* _Short exercise_
Reproduce verbatim the portion of the entries below that begins with the line containing "[mark] cheetah's rounded" and continues through the end of the entries, with both ends included.

··········

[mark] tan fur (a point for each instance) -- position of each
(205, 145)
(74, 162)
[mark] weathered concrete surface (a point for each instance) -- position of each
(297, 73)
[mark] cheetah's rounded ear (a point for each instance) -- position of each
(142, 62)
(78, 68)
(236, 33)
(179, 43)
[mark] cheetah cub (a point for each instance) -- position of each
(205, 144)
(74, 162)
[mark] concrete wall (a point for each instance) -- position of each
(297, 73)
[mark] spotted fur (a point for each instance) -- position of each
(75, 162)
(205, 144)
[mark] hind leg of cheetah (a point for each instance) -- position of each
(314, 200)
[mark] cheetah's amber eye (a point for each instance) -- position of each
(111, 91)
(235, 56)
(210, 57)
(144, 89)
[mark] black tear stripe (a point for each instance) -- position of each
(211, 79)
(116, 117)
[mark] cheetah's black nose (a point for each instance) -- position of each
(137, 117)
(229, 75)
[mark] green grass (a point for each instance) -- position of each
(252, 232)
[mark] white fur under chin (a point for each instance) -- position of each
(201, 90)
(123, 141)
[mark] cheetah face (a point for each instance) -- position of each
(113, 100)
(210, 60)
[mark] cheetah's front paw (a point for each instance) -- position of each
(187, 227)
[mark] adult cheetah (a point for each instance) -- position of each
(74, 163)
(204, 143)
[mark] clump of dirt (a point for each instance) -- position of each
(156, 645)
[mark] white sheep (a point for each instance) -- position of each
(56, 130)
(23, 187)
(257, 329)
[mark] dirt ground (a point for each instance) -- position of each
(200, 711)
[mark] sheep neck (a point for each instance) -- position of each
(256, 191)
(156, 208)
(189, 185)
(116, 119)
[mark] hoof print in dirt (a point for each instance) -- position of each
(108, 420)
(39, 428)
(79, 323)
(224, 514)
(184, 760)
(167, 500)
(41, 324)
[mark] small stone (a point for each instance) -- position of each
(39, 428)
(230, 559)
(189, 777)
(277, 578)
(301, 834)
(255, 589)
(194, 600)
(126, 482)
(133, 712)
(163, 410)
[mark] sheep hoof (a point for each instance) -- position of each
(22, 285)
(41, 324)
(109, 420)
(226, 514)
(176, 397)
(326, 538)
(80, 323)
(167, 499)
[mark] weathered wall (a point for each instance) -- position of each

··········

* _Correct output_
[mark] cheetah's rounded ear (a point for each instance) -- position of each
(142, 62)
(78, 68)
(236, 33)
(179, 43)
[mark] cheetah cub (a point for each instance) -- position of each
(205, 144)
(74, 162)
[mark] concrete wall (a point for each instance) -- position of each
(297, 73)
[mark] spotted fur (a point for each instance) -- position of each
(75, 162)
(205, 144)
[mark] hind leg of cheetah (a point for each instance) -- position of each
(314, 200)
[mark] cheetah's amber eye (a point for each instance) -- position of each
(111, 91)
(235, 56)
(210, 57)
(144, 89)
[mark] black tear stripe (a point for each instance) -- position of each
(211, 79)
(116, 117)
[mark] cheetah's black nose (a point for each instance) -- position of each
(137, 117)
(229, 75)
[mark] green grass (a point for each instance) -- position of each
(252, 232)
[mark] white fur under chin (a point for each instance) -- position of each
(201, 90)
(123, 141)
[mark] cheetah face (a point for each instance) -- position of each
(113, 100)
(210, 60)
[mark] cheetah's front paw (a point for each instance) -- position of each
(187, 227)
[mark] adult cheetah (a point for each instance) -- position of each
(74, 163)
(204, 143)
[mark] clump of dirt (a point for each instance) -- position of each
(156, 645)
[mark] white sheep (a point for each instance) -- position of each
(56, 130)
(23, 187)
(257, 329)
[mark] dirt ground (a point for each instance) -- position of each
(200, 711)
[mark] sheep neck (a point for each instance) -- position of each
(256, 191)
(156, 208)
(189, 185)
(116, 119)
[mark] hoof print in dirt (a point for each instance) -- position of each
(108, 420)
(39, 428)
(79, 323)
(224, 514)
(184, 760)
(167, 500)
(41, 324)
[mark] small stone (a point for each instance) -- position of each
(39, 428)
(230, 559)
(189, 777)
(277, 578)
(301, 834)
(255, 589)
(194, 600)
(126, 482)
(133, 712)
(163, 410)
[mark] sheep hoof (a point for each instance) -- position of each
(22, 285)
(41, 324)
(109, 420)
(226, 514)
(176, 397)
(326, 538)
(80, 323)
(167, 499)
[mark] weathered wall (a point for each instance) -- position of each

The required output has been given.